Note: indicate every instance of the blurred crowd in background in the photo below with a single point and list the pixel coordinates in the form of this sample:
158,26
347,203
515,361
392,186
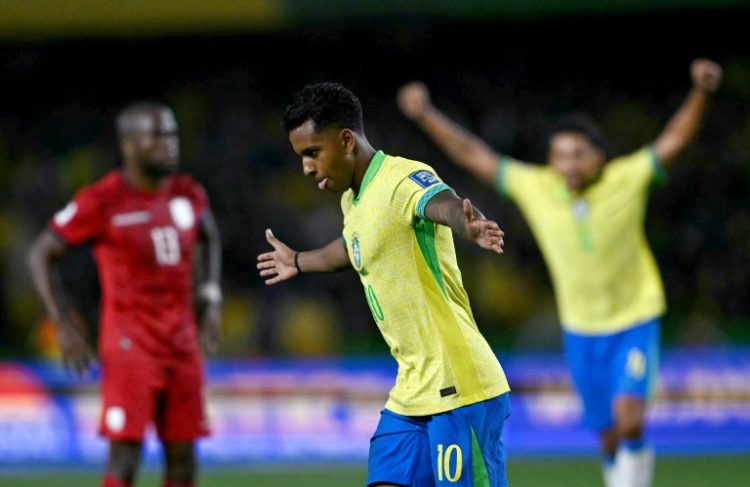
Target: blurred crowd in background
506,81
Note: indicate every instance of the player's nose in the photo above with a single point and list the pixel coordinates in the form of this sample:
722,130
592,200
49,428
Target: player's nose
308,169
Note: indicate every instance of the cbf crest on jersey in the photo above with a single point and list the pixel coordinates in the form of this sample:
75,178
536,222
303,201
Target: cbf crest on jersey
182,213
424,178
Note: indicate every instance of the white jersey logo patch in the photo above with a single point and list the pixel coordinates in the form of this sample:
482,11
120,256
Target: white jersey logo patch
636,365
182,213
114,418
133,218
64,216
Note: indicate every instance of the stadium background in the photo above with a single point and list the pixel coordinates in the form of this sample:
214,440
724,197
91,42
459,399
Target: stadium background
504,69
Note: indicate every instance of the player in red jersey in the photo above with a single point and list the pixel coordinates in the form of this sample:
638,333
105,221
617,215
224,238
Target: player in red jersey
146,224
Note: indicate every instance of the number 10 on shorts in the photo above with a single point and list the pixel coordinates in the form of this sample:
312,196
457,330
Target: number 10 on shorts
448,467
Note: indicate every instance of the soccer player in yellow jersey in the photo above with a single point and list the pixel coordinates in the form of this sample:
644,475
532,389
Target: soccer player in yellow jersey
587,214
443,422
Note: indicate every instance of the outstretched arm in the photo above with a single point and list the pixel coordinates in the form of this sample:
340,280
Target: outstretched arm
45,253
208,292
684,124
464,219
464,148
284,263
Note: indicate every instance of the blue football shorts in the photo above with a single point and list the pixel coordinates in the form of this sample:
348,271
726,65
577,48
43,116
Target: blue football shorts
462,447
607,366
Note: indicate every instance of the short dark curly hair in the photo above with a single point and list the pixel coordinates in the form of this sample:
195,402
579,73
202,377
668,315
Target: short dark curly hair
581,123
326,105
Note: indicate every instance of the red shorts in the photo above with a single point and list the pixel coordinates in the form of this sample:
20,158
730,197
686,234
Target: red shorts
138,391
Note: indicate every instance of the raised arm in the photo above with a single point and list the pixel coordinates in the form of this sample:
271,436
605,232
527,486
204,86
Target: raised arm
462,147
208,295
684,124
45,253
465,220
284,263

§ Work to complete:
The expected output is the lines from the one with "Target: blue football shorts" through the end of the data, exactly as written and nothing more.

§ Written solution:
Target: blue football shorts
462,447
607,366
Note: indicate every instance of the short dark curly hair in the photo above with a single point and list the pixel coordinates in the form of this sample:
195,402
579,73
202,377
668,315
Target: short dark curly hair
581,123
326,105
Note: indicate every instance of the red shorts in the photo above with a single point and list the pixel coordinates in the form of this sample:
20,158
730,197
686,234
Target: red shorts
138,391
Note: indicate every instance of the raised arm in the photo above with a single point and list the pixel coordinates in the form of this sample:
271,436
605,232
527,486
204,86
Target: raised arm
462,147
208,295
684,124
45,253
465,220
284,263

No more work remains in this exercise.